(Stated task 1) In the piece on the Massachusetts wiretapping bill, what length of authorized wiretap would the bill allow?

(Extract to read)
At a time when rolling back federal surveillance programs seems particularly challenging, we can still have a major effect here at the state level. Recently, Attorney-General Martha Coakley proposed a new bill that would actually loosen Massachusetts’ wiretapping laws – by a lot. The bill, called “An Act Updating The Wire Interception Law” (S. 654 / H. 3261), is coming up for a hearing before the Judiciary Committee of the Massachusetts legislature on July 9, along with a stack of other privacy-related legislation that might actually be good.
The wiretapping bill’s major provisions:
1) Remove the requirement that an electronic wiretapping warrant be connected with organized crime, or indeed with serious crimes more generally. Potentially, even minor crimes like marijuana possession could become eligible for wiretapping by state authorities.
2) Double the length of an authorized wiretap, from 15 to 30 days.
3) Legalize mass interception of communications at telecommunications switching stations, rather than through individual wiretaps on individual phone numbers.

(Stated task 2) Retype the stretch of the entries from their start through the line that contains "[(524, 175)]", including both ends. Leave the pictures out.

(Records to use)

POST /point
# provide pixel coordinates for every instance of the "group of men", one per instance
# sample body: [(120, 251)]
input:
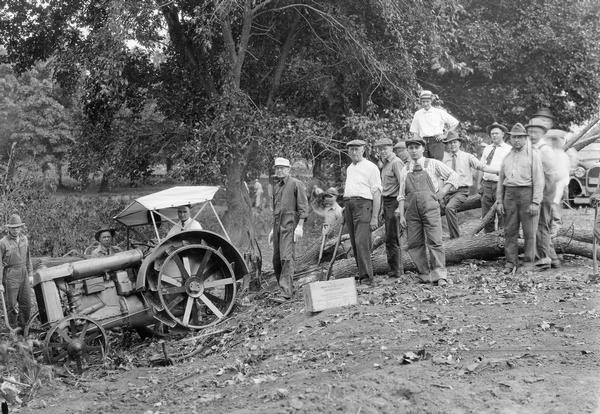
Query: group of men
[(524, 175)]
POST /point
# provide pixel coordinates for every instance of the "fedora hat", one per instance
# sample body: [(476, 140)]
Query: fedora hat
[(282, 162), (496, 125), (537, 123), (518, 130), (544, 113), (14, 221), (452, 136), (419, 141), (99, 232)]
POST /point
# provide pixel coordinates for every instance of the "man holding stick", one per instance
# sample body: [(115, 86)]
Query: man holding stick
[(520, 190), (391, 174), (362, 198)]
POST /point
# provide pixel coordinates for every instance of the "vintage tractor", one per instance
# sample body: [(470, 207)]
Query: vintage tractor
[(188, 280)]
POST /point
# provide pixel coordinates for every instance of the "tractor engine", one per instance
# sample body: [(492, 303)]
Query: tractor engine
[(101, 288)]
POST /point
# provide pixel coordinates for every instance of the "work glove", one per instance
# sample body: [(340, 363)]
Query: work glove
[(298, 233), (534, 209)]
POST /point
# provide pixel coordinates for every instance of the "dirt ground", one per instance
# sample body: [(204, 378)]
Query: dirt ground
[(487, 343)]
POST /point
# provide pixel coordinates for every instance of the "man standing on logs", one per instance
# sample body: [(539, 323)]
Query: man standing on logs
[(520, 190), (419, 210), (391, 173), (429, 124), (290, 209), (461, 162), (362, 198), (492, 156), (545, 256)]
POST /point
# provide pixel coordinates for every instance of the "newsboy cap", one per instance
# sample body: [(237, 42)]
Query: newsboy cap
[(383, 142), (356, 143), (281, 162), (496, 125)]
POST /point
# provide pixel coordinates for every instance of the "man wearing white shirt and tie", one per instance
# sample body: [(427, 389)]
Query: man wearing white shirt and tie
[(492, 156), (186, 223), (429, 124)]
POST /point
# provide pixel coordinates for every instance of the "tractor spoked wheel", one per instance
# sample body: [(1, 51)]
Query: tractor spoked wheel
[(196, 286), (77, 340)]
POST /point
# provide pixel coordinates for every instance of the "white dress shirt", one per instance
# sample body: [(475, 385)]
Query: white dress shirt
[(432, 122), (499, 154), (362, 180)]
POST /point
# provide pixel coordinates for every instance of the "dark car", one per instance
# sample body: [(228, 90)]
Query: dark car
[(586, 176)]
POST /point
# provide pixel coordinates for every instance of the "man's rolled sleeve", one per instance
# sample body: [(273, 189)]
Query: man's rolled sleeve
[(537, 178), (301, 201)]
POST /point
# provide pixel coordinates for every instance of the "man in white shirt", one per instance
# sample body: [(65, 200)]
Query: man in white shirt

(Exercise result 1) 30 days, double the current 15.

(Exercise result 2)
POST /point
# provide pixel coordinates for every instance of the "group of men", one per instance
# sample body: [(120, 251)]
input:
Query: group of men
[(524, 175)]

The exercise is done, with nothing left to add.